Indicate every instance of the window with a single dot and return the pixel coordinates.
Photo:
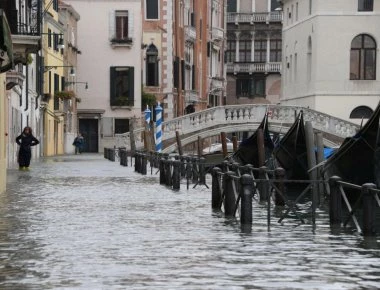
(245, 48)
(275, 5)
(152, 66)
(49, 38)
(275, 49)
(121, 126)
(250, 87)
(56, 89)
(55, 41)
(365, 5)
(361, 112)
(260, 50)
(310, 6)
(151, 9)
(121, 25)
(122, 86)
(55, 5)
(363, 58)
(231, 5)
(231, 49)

* * *

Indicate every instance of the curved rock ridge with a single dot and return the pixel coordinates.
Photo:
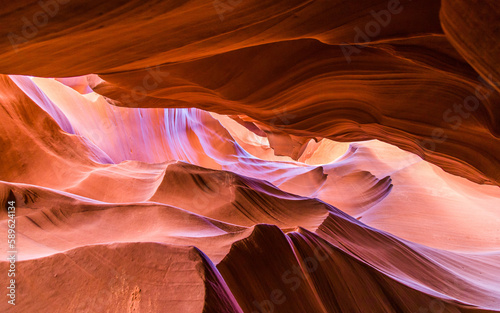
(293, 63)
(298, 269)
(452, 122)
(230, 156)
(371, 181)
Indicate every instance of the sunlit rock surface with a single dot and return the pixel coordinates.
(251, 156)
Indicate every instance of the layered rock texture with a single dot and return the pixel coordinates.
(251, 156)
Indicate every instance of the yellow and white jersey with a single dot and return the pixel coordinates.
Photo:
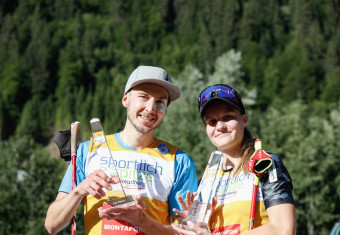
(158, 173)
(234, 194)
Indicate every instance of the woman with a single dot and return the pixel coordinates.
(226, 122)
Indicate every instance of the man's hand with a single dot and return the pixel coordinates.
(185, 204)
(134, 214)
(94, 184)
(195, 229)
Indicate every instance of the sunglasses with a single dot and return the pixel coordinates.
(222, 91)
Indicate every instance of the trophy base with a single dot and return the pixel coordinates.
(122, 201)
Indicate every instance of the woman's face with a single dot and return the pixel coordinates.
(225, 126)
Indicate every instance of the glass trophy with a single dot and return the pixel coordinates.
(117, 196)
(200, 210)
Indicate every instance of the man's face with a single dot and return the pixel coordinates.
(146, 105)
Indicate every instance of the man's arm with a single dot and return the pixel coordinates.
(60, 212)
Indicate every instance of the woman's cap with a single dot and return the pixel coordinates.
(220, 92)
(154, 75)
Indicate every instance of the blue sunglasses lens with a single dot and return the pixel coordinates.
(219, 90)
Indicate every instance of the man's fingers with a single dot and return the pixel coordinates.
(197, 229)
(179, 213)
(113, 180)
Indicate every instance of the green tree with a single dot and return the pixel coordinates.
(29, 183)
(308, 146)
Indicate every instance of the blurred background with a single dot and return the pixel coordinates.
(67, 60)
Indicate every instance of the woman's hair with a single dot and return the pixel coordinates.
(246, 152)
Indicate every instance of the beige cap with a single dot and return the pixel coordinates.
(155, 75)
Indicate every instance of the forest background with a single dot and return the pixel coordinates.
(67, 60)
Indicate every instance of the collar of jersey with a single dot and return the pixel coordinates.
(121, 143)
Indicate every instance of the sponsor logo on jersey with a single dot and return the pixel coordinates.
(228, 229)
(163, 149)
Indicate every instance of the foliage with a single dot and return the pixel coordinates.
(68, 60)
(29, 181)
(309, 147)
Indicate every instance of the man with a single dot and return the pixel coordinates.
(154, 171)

==

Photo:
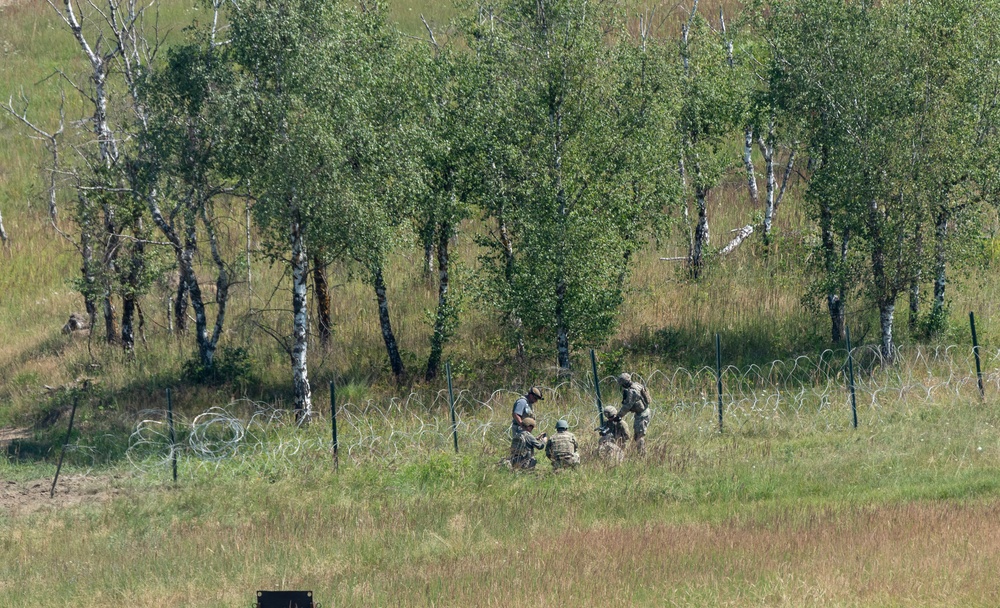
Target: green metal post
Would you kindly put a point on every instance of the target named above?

__PROBLEM STATEMENT__
Count the lines in the records above that contain the word "background" and reply with the number alone.

__SOLUTION TO THE PROBLEM__
2